• [Your objective]: Please name each insurance company mentioned in the rideshare insurance thread below, listing each one once.

• [Text segment]:

"""

# Rideshare insurance is a unicorn



## Papa-R (Jul 5, 2018)

I have spent 3 days trying to get rideshare insurance in NC. It's the same story everywhere. They will not provide coverage while the app is on. During Period 1 you are out of luck. The only thing I can get is an Allstate policy that is $178 a month. That's $178 for the rideshare coverage and does not include the personal policy. This is ridiculous and makes it impractical to drive at all. I've heard these legends of people adding rideshare coverage for $30 a month. How? Where?


----------



## FrankLStanton (Oct 18, 2016)

Your best bet would be to check with your state (Insurance Commissioner) for those companies that provide rideshare insurance, be it a rider on personal or commercial hybrid. The $30/month quotes you are reading about are riders to personal coverage and may not provide the same coverage as commercial or commercial hybrid.


----------



## Papa-R (Jul 5, 2018)

Thanks for the suggestion. Just did that. They told me to contact an independent insurance broker which is who I've been working with for 3 days. <sigh>

It looks like I really only have one choice and that's to turn the app off when I'm moving if I don't have a ride request or passenger. This is unbelievable. I just can't believe this is the only solution other than paying hundreds of dollars a month for a commercial policy.


----------



## FrankLStanton (Oct 18, 2016)

Another source: HERE

I have no affinity to the above site and have found some info on it to be dated but overall an okay resource.


----------



## Papa-R (Jul 5, 2018)

Liberty Mutual no longer offers it. They flat out told me that if the app is on, they don't cover. 

As for Farmer, when I entered my zip code I got "We don't offer coverage in your area".

National General used to offer it but no longer does so. 

Allstate appears to be the only company available and the rates are outrageous (see $178 a month above).

I'm waiting for Gieco to get back to me with a quote on a commercial policy but I'm not hopeful.

It looks like my Uber career is over before it even got started.


----------



## Fuzzyelvis (Dec 7, 2014)

"""

• [Material provided]:
"""

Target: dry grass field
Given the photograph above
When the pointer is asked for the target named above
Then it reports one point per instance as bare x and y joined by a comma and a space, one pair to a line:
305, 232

"""

• [Task result]:
Allstate
Liberty Mutual
Farmer
National General
Gieco